Revise the stretch of lines below, from the first line through the line containing "M588 1157L582 1148L502", so that "spinach leaf" is replaced by "lettuce leaf" and all else is left unchanged.

** begin DATA SUPPLIED **

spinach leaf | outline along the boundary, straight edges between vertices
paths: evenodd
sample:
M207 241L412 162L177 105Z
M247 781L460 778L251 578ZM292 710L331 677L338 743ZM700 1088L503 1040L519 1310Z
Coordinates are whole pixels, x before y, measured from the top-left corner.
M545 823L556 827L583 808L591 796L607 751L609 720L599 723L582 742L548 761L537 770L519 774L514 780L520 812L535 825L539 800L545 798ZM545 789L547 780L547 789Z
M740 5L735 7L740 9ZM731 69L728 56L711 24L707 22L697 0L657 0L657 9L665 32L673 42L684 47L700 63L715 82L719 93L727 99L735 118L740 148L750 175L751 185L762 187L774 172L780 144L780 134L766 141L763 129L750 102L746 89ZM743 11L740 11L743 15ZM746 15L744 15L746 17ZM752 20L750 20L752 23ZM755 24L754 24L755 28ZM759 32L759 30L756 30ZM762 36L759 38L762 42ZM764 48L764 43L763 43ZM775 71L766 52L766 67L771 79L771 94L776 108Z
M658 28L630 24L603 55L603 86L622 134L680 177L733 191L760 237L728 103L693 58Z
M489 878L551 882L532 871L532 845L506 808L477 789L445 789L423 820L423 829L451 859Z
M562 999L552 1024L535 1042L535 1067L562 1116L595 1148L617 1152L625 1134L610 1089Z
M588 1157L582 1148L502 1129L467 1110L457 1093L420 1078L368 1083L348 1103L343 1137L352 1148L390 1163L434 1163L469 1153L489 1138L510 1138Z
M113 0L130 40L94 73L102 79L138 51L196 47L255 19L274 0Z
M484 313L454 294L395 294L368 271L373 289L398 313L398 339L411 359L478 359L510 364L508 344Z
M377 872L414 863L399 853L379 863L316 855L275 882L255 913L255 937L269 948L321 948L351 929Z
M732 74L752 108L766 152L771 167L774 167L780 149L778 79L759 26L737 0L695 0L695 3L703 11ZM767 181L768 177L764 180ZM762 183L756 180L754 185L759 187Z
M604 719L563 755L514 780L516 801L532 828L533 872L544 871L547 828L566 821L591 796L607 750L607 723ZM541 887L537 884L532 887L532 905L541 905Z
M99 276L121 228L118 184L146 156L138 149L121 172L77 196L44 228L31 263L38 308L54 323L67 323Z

** end DATA SUPPLIED **

:: EXERCISE RESPONSE ::
lettuce leaf | outline along the boundary, straight edges between vertices
paths: evenodd
sample:
M207 241L412 162L177 105Z
M247 781L460 778L251 578ZM292 710L331 677L338 743ZM700 1088L503 1040L519 1310Z
Coordinates are whole pixels, x before y, measured from the top-left corner.
M545 823L556 827L583 808L591 796L607 751L609 720L599 723L582 742L548 761L537 770L519 774L514 780L520 812L535 825L539 800L545 798ZM545 789L547 780L547 789Z
M740 5L735 7L740 9ZM731 69L728 56L711 24L707 22L697 0L657 0L657 9L665 32L673 42L684 47L700 63L715 82L719 93L727 99L735 118L740 148L750 175L751 185L762 187L774 172L780 144L780 134L766 141L763 129L750 102L746 89ZM743 11L740 11L743 15ZM746 15L744 15L746 17ZM752 20L750 20L752 23ZM755 24L754 24L755 28ZM759 32L759 30L756 30ZM762 36L759 38L762 42ZM764 48L764 43L763 43ZM775 71L766 52L766 67L771 79L771 94L776 108Z
M658 28L630 24L603 55L603 86L622 134L680 177L733 191L760 237L728 103L693 58Z
M489 878L551 882L532 871L532 845L506 808L477 789L445 789L423 820L423 829L451 859Z
M562 999L552 1024L535 1042L535 1067L562 1116L595 1148L617 1152L625 1134L610 1089Z
M588 1157L582 1148L502 1129L467 1110L457 1093L420 1078L368 1083L348 1103L343 1137L352 1148L390 1163L434 1163L469 1153L489 1138L510 1138Z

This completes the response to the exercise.